- _What is asked_
From the data below, pull out every line containing the string "brim" and copy each of those lines unchanged.

- _Information supplied_

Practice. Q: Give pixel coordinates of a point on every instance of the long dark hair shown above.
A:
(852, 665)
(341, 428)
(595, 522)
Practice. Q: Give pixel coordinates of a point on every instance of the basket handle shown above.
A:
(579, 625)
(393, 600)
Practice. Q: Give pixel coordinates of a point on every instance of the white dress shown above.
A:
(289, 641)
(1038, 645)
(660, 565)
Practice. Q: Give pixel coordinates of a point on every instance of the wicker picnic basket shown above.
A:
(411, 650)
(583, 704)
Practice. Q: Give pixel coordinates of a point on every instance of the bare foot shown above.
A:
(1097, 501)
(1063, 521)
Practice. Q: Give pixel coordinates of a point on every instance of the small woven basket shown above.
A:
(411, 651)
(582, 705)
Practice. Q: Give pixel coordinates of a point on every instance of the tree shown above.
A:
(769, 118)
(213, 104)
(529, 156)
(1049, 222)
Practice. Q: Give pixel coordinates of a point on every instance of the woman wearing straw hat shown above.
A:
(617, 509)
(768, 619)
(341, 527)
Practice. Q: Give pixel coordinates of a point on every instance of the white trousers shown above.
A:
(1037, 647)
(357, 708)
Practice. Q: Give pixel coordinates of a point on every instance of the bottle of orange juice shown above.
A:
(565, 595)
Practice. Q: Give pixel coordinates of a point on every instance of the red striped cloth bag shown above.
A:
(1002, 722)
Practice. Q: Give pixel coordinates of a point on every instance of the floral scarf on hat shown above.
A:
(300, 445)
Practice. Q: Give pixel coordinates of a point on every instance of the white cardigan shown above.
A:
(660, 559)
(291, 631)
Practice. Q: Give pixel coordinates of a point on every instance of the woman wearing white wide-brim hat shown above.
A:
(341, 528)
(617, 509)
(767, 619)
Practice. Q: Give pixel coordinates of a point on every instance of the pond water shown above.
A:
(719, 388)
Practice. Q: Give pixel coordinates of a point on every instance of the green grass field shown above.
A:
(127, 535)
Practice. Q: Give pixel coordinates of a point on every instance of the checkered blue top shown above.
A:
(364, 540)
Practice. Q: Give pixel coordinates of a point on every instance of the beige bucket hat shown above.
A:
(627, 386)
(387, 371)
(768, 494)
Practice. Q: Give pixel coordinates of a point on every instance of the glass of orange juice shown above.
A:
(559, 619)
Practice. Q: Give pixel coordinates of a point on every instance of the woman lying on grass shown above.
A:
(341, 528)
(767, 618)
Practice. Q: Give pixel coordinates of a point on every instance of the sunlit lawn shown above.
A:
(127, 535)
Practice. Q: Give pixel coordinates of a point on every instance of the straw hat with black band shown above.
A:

--

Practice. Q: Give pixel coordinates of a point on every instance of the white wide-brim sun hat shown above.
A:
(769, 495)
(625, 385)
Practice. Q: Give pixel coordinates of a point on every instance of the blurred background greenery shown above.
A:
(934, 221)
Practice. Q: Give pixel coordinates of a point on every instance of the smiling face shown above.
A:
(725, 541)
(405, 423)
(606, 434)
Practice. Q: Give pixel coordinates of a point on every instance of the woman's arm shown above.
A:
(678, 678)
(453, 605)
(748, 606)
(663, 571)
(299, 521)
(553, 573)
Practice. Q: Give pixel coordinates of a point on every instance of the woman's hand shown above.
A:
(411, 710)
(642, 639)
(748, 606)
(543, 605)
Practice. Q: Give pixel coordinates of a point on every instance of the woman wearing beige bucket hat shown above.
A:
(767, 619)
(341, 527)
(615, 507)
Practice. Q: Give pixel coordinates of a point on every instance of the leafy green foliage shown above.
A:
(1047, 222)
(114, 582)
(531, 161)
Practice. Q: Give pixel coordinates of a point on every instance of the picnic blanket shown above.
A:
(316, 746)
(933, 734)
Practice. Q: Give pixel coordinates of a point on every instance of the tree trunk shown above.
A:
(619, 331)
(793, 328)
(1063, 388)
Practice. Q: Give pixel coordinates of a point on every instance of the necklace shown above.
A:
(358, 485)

- _In response_
Practice. Q: Give pixel coordinates of a point on every instance of the woman wearing white wide-brim hat shown above.
Practice. Q: Give pixel coordinates of a point on every instance of the white wide-brim sun hat shown above.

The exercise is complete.